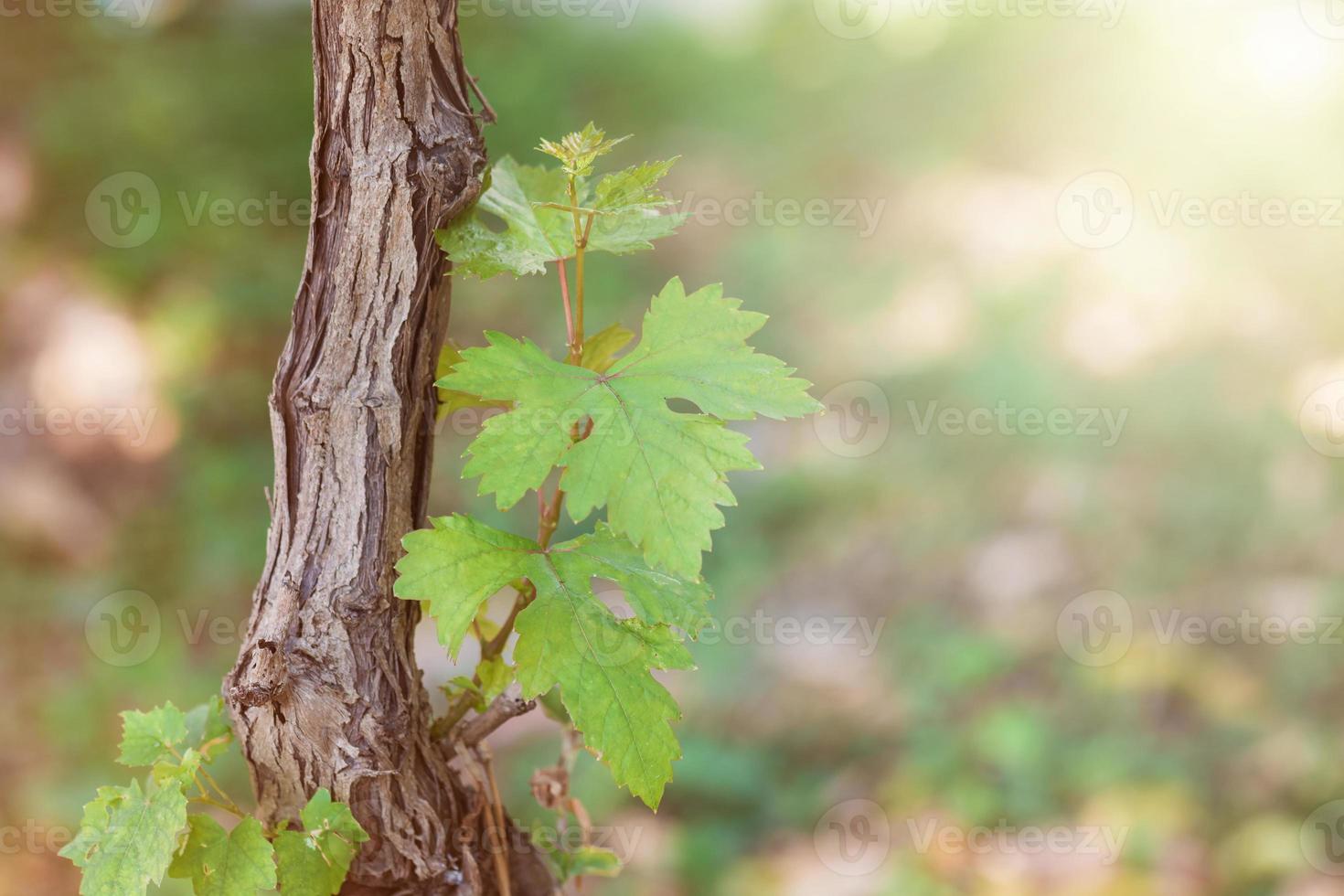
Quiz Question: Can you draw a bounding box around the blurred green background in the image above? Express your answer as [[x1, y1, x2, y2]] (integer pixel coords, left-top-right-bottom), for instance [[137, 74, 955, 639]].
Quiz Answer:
[[0, 0, 1344, 896]]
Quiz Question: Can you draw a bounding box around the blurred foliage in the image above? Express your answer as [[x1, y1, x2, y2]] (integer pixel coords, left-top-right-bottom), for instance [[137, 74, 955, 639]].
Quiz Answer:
[[0, 0, 1344, 896]]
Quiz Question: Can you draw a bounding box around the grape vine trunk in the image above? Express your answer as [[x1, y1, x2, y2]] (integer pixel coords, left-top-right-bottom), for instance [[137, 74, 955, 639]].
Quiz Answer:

**********

## [WORK TO BE COMPLETED]
Update the material above by replacing every "blurred" with "out-of-focus" and leaving everything else unchanged. Leave the pictures out of your answer.

## [ANSWER TO THIS PROBLEM]
Quiz Question: Can you draw a bounding box around the out-of-focus green background in the image above? Express your answer as [[x1, y1, x2, y2]] (integer pixel coords, left-top-right-bottom), for instance [[137, 74, 955, 639]].
Quiz Answer:
[[0, 0, 1344, 896]]
Quiz Question: Can you draw a bounding box around the out-of-focus foliage in the image above? Express your answer as [[x1, y1, x2, y2]] (integer pixel coords, left-top-right-bottom), for instance [[137, 74, 955, 639]].
Quiz Answer:
[[0, 0, 1344, 896]]
Quiz Question: Can you draw a bounding box around the grape vine trunk in the image above? Express your answer as [[x1, y1, x2, y2]] (integer pixel coords, left-top-right-bottom), for instance [[137, 74, 955, 639]].
Quiz Answer:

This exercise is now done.